Quand l’interdiction ne réduit pas la consommation
Selon une nouvelle étude de l’Université de Californie à San Diego, interdire le cannabis ne signifie pas mettre fin à son usage. Près de 19 millions d’Américains adultes auraient déjà expérimenté le delta-8 THC, un composé dérivé du chanvre et considéré comme une alternative « légale » au cannabis.
Le delta-8 THC est proche du delta-9 THC, principal agent psychoactif du cannabis, mais il est généralement produit en laboratoire à partir de CBD issu du chanvre. Grâce à une faille juridique dans la Farm Bill de 2018, qui limite uniquement la teneur en delta-9 THC, les produits à base de delta-8 se sont multipliés sur le marché, souvent sans encadrement clair.
Une consommation accrue dans les États prohibitionnistes
L’étude, publiée le 3 septembre dans l’American Journal of Preventive Medicine, repose sur une enquête nationale menée auprès de plus de 1 500 adultes. Les chercheurs ont constaté que l’usage du delta-8 est presque deux fois plus fréquentdans les États où le cannabis reste interdit.

==========

Consignes:
1. Recopiez le passage de l'extrait qui commence à « Quand l’interdiction ne » et se termine à « sans encadrement clair. ».
2. D'après l'extrait, pourquoi les produits à base de delta-8 THC se sont-ils multipliés sur le marché ? Répondez en une à trois phrases.
Les entrées constituent un matériau à part, indépendant de l'extrait.

[Données d'ancrage d'objets en langage naturel]
==========

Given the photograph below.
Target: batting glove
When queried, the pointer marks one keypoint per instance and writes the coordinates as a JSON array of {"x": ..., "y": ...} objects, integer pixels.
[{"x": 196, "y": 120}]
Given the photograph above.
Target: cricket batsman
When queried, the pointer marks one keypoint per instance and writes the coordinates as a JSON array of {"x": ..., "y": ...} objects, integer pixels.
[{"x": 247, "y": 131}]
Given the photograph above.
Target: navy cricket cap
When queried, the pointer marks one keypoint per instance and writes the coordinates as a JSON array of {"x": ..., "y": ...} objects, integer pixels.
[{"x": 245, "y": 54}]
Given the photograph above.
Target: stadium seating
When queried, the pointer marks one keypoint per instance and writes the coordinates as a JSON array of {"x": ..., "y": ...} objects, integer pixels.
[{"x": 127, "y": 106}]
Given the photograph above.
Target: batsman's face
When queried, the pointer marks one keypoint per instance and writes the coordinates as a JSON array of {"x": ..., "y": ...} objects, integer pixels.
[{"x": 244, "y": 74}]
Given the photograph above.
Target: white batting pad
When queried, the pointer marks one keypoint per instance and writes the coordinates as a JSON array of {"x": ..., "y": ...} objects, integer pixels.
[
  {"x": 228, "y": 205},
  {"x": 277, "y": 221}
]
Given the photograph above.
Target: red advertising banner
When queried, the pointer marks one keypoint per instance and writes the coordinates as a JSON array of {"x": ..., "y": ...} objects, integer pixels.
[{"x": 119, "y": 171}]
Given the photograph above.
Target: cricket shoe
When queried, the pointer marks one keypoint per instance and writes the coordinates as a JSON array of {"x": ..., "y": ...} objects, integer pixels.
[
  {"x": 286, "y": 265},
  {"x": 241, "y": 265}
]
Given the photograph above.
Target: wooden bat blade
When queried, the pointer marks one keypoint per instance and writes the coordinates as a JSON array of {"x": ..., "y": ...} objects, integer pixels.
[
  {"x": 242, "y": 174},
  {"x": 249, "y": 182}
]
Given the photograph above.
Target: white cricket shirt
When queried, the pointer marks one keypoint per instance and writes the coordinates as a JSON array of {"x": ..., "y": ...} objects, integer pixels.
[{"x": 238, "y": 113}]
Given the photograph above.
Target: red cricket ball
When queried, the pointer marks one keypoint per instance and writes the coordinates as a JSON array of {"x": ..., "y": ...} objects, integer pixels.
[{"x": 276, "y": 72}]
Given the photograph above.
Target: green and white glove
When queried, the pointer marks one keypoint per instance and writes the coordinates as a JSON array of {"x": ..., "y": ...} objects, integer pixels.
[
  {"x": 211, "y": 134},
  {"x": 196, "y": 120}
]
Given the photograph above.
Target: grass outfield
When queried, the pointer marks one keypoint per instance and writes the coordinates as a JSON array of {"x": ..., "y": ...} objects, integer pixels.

==========

Réponses:
1.
Quand l’interdiction ne réduit pas la consommation
Selon une nouvelle étude de l’Université de Californie à San Diego, interdire le cannabis ne signifie pas mettre fin à son usage. Près de 19 millions d’Américains adultes auraient déjà expérimenté le delta-8 THC, un composé dérivé du chanvre et considéré comme une alternative « légale » au cannabis.
Le delta-8 THC est proche du delta-9 THC, principal agent psychoactif du cannabis, mais il est généralement produit en laboratoire à partir de CBD issu du chanvre. Grâce à une faille juridique dans la Farm Bill de 2018, qui limite uniquement la teneur en delta-9 THC, les produits à base de delta-8 se sont multipliés sur le marché, souvent sans encadrement clair.

2. Ils se sont multipliés grâce à une faille juridique dans la Farm Bill de 2018. Cette loi ne limite que la teneur en delta-9 THC. Ces produits ont donc pu se répandre, souvent sans encadrement clair.